**To do:** Copy the records below exactly as they appear.

**Data provided:**

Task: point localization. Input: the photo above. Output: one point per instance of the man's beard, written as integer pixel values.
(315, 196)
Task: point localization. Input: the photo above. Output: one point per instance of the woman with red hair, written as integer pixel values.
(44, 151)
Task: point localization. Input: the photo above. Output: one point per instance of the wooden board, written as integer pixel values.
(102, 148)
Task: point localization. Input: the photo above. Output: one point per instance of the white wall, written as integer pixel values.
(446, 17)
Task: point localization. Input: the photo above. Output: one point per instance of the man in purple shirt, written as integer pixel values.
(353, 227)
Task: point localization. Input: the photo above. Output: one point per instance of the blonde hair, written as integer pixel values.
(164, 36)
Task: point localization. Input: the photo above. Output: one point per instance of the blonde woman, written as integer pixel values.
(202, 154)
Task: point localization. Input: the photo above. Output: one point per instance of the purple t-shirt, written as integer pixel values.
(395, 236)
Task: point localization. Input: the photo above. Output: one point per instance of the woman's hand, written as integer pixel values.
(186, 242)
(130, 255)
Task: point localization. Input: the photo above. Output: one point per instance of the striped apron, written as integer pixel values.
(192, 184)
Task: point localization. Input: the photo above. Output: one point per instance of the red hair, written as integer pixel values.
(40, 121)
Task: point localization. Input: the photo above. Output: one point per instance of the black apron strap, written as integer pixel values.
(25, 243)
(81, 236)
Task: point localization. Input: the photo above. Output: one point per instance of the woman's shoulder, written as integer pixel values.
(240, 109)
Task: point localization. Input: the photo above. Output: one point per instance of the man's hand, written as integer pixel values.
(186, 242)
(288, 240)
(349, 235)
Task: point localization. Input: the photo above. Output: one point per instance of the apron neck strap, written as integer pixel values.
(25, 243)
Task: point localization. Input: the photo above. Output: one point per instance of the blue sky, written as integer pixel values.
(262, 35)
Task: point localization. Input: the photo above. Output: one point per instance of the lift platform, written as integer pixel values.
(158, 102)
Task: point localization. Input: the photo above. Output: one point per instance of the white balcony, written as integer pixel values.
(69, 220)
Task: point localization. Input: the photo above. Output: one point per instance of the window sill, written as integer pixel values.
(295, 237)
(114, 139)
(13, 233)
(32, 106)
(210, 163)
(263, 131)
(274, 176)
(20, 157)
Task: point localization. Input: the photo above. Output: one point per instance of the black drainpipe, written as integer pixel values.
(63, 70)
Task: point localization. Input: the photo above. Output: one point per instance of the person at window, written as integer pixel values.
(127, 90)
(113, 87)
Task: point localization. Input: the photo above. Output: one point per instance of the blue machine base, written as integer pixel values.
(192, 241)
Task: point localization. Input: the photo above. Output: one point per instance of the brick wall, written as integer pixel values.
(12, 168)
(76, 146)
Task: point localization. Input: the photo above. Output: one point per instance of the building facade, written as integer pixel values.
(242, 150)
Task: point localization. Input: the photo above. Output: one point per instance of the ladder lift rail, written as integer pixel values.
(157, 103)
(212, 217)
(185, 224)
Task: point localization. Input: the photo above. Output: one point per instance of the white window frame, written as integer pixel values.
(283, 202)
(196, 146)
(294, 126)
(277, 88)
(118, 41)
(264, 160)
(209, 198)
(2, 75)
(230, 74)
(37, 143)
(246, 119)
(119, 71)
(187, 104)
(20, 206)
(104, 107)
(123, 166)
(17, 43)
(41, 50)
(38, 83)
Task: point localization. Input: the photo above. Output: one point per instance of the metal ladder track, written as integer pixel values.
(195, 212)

**Exercise answer:**
Task: point localization. Input: the photo above. Output: one point per instance of the man's beard, written as integer pixel values.
(315, 196)
Task: point localization. Input: the photo above. Output: one point per instance of the woman with red hair, written as integer pixel values.
(44, 151)
Task: point localization. Input: the photo above. Output: one point per instance of the wooden board, written as integer pixel values.
(102, 148)
Task: point localization. Input: the photo above. Output: one point per instance of the white wall, written as integer pixel values.
(446, 17)
Task: point localization. Input: the photo above. Output: one point per instance of the man in purple shirt, written as integer pixel values.
(353, 227)
Task: point localization. Input: the photo above. Output: one point per instance of the blonde hair, written as integer pixel values.
(164, 36)
Task: point localization. Input: the photo above. Output: one point per instance of the blonde woman, written as integer pixel values.
(202, 154)
Task: point localization. Input: the photo above. Output: one point per instance of the purple t-shirt, written as integer pixel values.
(395, 236)
Task: point localization. Input: the photo above. Output: one point per instance of the woman's hand, written as integer pixel values.
(186, 242)
(130, 255)
Task: point localization. Input: the photo above. Output: one point per instance of the striped apron, written as integer pixel values.
(192, 184)
Task: point localization. Input: the photo above. Output: one point per instance of the red hair, written as integer pixel values.
(40, 121)
Task: point localization. Input: the photo above. Output: one point per instance of the black apron strap, written as integer pixel values.
(25, 243)
(81, 236)
Task: point localization. Input: the photo above. Output: one point per instance of the woman's shoulder, written as integer pixel values.
(240, 109)
Task: point localization. Input: the photo above. Output: one point per instance of the man's hand, written as integer pixel values.
(186, 242)
(288, 240)
(349, 235)
Task: point localization. Input: the photo above. Output: one point per instance of the apron neck strap, written as integer pixel values.
(25, 243)
Task: point localization. Input: the photo above. Output: one point per instance of the blue sky, written as integer pixel values.
(262, 35)
Task: point localization. Input: the photo above. Output: one point per instance of the lift platform, written as integer pixel values.
(158, 102)
Task: point localization. Input: the photo above. Output: one point per instance of the white balcony, written as integer pixel values.
(69, 220)
Task: point localization. Input: the photo above. Output: one point per instance of the window sill, written as integer pixel values.
(295, 237)
(114, 139)
(13, 233)
(32, 106)
(210, 163)
(263, 131)
(274, 176)
(20, 157)
Task: point localization. Input: the photo above. Output: one point per instance of the black drainpipe, written as integer pixel values.
(63, 70)
Task: point localization. Input: the photo above. Output: one point per instance of the person at window, written as integer pixel values.
(127, 90)
(113, 87)
Task: point localization. Input: the photo above. Output: one point per instance of the blue machine base, written as integer pixel values.
(192, 241)
Task: point localization. Input: the photo above. Output: one point per instance of the brick wall, written as integer pixel values.
(12, 168)
(76, 146)
Task: point localization. Input: the photo above. Output: one point per instance of the building facade, written as integer pixel values.
(242, 150)
Task: point localization. Input: the photo above. Output: one point per instance of the ladder lift rail, written as integer pixel values.
(157, 103)
(212, 217)
(185, 224)
Task: point localization. Input: the photo above. Output: one point per instance of the white window frame, written as integer pixel values.
(283, 202)
(196, 146)
(294, 126)
(277, 88)
(118, 41)
(264, 160)
(209, 198)
(2, 75)
(230, 74)
(37, 143)
(246, 119)
(119, 71)
(187, 104)
(20, 206)
(104, 107)
(123, 166)
(17, 43)
(41, 50)
(38, 83)
Task: point localization. Input: the photo above. Output: one point per instance of the metal ladder track, written as integer pixel values.
(195, 212)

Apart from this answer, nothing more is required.